_EXERCISE_: Reproduce the whole essay "Never Fight The Last War" below, word for word.

START READING PASSAGE

Never Fight The Last War

Lieutenant Colonel J. L. Schley, of the Corps of Engineers wrote:

“There is a tendency in many armies to spend the peace time studying how to fight the last war”

After the Chinchilla paper, everyone got focused on the idea that large language models can be more effective.

The GPT3.5 we saw in ChatGPT was scary and got people to think about how we can prevent bigger models from being trained. There was a lot of capability gain when OpenAI released GPT4 but if we can trust Sam Altman, most of it was not because of an increase in model size but by doing a lot of different improvements.

From that perspective, many people think about whether or not GPT5 or GPT6 will be scary and dangerous by improving along the same axis as the GPT3.5 ->GPT4 improvement.

Right now, it seems that most of the danger is not in model improvement but in model utilization.

Palantir argues that models are commodities and released an AI product without providing any models that go beyond the existing open-source models. The value that Palantir does provide is that it provides interfaces of how a model can interact with the existing data a company has and how to create multi-step chains of data transformation. It provides a system to manage agents that use models to make decisions.

I read some people argue that Palantir’s product is worse than GPT4 and thus should not be seen as an advance in AI, but that’s flawed thinking. Autonomous agents are more dangerous than anything you can do in ChatGPT.

END READING PASSAGE
START RAW DATA

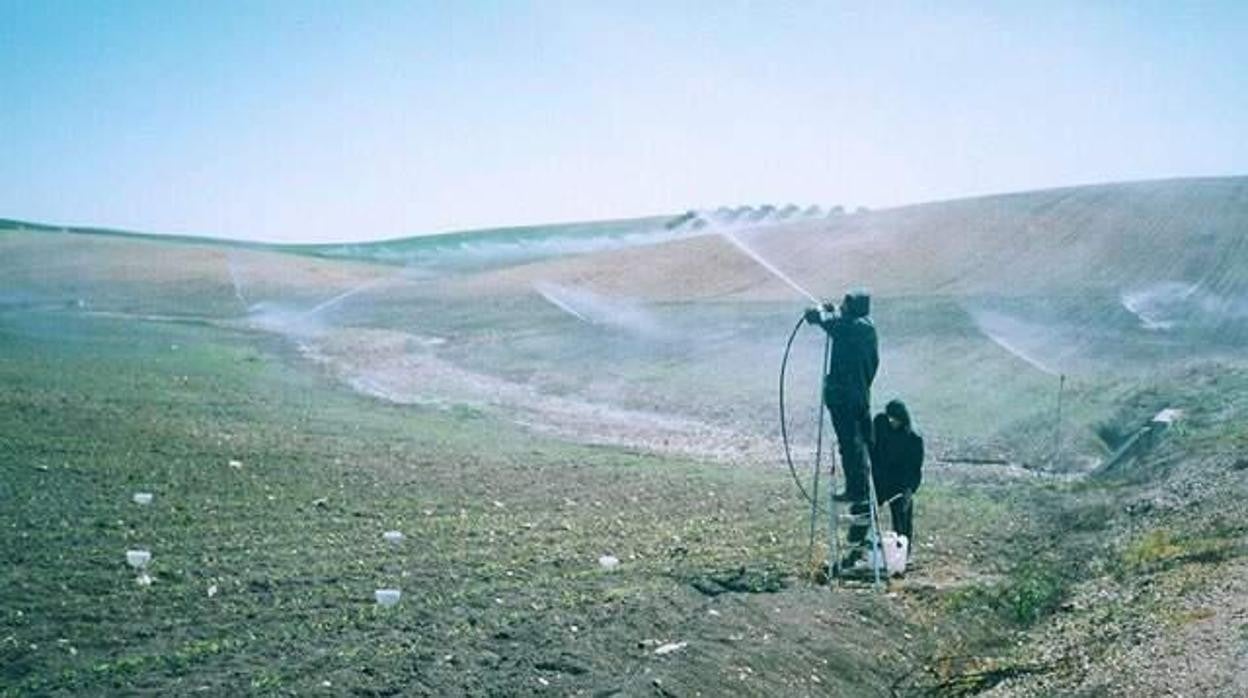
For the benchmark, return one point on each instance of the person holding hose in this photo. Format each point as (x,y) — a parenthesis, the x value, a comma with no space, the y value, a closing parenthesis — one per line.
(855,358)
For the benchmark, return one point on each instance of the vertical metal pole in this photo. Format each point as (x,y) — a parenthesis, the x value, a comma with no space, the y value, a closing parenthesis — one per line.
(1057,426)
(874,531)
(819,451)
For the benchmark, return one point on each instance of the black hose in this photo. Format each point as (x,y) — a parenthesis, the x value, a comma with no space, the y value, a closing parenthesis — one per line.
(784,421)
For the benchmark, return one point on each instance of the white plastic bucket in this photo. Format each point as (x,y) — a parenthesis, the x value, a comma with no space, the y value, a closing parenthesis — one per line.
(896,551)
(393,537)
(139,560)
(387,597)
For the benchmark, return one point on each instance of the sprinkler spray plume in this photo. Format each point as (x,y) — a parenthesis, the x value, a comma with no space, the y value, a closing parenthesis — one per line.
(736,242)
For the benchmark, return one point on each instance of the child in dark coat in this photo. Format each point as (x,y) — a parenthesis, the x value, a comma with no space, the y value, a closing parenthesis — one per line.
(896,465)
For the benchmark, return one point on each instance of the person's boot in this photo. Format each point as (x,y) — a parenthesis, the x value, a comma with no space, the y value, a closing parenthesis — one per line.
(853,558)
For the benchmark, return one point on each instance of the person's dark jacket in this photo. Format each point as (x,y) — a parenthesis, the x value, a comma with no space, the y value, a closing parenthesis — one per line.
(896,453)
(855,353)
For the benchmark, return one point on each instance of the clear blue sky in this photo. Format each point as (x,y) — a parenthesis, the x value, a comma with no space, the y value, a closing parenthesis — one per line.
(311,120)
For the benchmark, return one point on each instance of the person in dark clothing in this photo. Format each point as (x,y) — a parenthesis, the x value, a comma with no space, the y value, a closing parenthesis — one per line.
(854,362)
(896,465)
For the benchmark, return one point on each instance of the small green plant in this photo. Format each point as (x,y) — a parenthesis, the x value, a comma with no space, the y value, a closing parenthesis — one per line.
(1032,591)
(1150,551)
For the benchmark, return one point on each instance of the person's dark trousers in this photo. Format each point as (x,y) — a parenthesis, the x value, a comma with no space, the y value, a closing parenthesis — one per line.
(858,532)
(853,423)
(902,510)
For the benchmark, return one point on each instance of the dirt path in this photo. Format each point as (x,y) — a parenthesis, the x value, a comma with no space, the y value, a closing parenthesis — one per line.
(403,368)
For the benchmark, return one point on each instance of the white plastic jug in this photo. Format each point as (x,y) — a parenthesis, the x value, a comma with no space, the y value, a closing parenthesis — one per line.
(387,597)
(896,551)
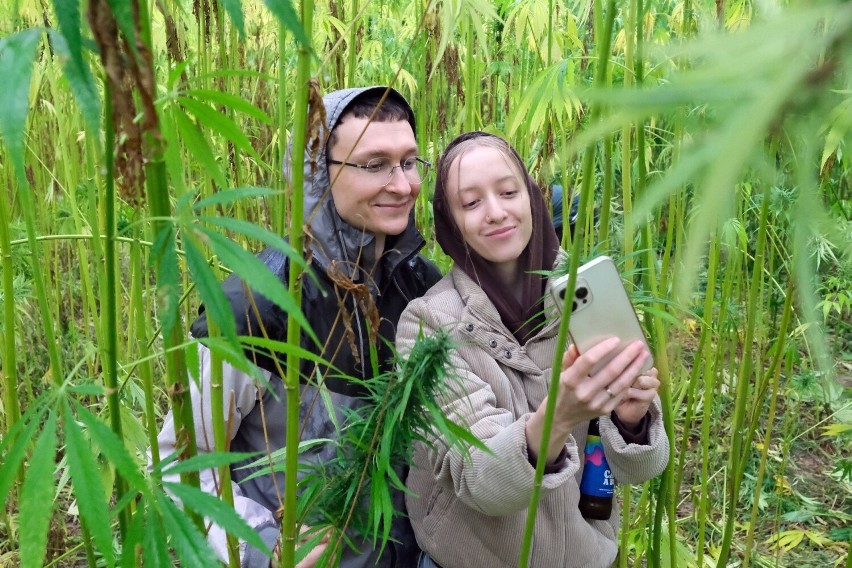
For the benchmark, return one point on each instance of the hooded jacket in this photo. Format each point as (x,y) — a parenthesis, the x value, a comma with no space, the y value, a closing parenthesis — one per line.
(470,511)
(337,252)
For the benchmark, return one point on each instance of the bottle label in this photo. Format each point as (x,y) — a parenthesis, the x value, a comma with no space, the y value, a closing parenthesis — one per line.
(597,478)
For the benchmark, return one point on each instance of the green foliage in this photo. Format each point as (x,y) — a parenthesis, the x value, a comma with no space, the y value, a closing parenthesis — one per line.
(726,105)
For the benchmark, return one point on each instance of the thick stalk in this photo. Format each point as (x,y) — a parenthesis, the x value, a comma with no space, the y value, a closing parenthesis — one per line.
(626,144)
(353,46)
(303,73)
(586,190)
(220,438)
(139,316)
(736,458)
(775,372)
(471,97)
(177,380)
(109,324)
(711,361)
(28,206)
(280,221)
(11,404)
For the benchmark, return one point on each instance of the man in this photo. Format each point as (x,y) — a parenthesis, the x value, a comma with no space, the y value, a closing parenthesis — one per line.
(359,205)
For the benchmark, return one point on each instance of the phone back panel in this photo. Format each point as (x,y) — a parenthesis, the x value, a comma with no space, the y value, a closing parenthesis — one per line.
(602,309)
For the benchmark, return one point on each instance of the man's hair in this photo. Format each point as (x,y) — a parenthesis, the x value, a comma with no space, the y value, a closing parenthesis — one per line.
(392,110)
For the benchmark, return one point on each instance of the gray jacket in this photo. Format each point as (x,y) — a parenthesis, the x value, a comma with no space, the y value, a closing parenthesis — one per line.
(258,412)
(471,513)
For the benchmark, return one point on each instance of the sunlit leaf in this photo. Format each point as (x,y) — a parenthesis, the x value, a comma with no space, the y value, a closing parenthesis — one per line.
(283,10)
(231,101)
(122,11)
(164,257)
(36,506)
(232,195)
(197,144)
(155,550)
(79,76)
(216,305)
(113,449)
(220,123)
(17,53)
(201,462)
(215,509)
(22,435)
(187,540)
(234,9)
(257,275)
(87,487)
(262,235)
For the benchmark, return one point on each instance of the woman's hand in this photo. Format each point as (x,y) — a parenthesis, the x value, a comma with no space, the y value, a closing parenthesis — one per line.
(583,396)
(637,398)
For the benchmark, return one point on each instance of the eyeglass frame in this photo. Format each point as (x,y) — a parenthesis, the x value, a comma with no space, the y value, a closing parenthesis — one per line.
(366,167)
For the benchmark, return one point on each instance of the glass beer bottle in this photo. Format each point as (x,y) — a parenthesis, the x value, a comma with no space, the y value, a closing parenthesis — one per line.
(597,485)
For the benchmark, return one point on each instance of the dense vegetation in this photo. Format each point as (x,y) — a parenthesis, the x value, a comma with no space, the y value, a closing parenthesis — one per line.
(712,139)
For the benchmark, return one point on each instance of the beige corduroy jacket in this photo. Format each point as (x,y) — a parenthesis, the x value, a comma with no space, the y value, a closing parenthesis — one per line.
(470,513)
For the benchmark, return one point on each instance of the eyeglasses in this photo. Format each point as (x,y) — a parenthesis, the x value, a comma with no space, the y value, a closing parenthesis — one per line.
(381,169)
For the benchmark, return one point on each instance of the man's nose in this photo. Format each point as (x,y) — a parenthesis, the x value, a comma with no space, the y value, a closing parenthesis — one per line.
(398,182)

END RAW DATA

_ANSWER TO THE PROBLEM_:
Never Fight The Last War

Lieutenant Colonel J. L. Schley, of the Corps of Engineers wrote:

“There is a tendency in many armies to spend the peace time studying how to fight the last war”

After the Chinchilla paper, everyone got focused on the idea that large language models can be more effective.

The GPT3.5 we saw in ChatGPT was scary and got people to think about how we can prevent bigger models from being trained. There was a lot of capability gain when OpenAI released GPT4 but if we can trust Sam Altman, most of it was not because of an increase in model size but by doing a lot of different improvements.

From that perspective, many people think about whether or not GPT5 or GPT6 will be scary and dangerous by improving along the same axis as the GPT3.5 ->GPT4 improvement.

Right now, it seems that most of the danger is not in model improvement but in model utilization.

Palantir argues that models are commodities and released an AI product without providing any models that go beyond the existing open-source models. The value that Palantir does provide is that it provides interfaces of how a model can interact with the existing data a company has and how to create multi-step chains of data transformation. It provides a system to manage agents that use models to make decisions.

I read some people argue that Palantir’s product is worse than GPT4 and thus should not be seen as an advance in AI, but that’s flawed thinking. Autonomous agents are more dangerous than anything you can do in ChatGPT.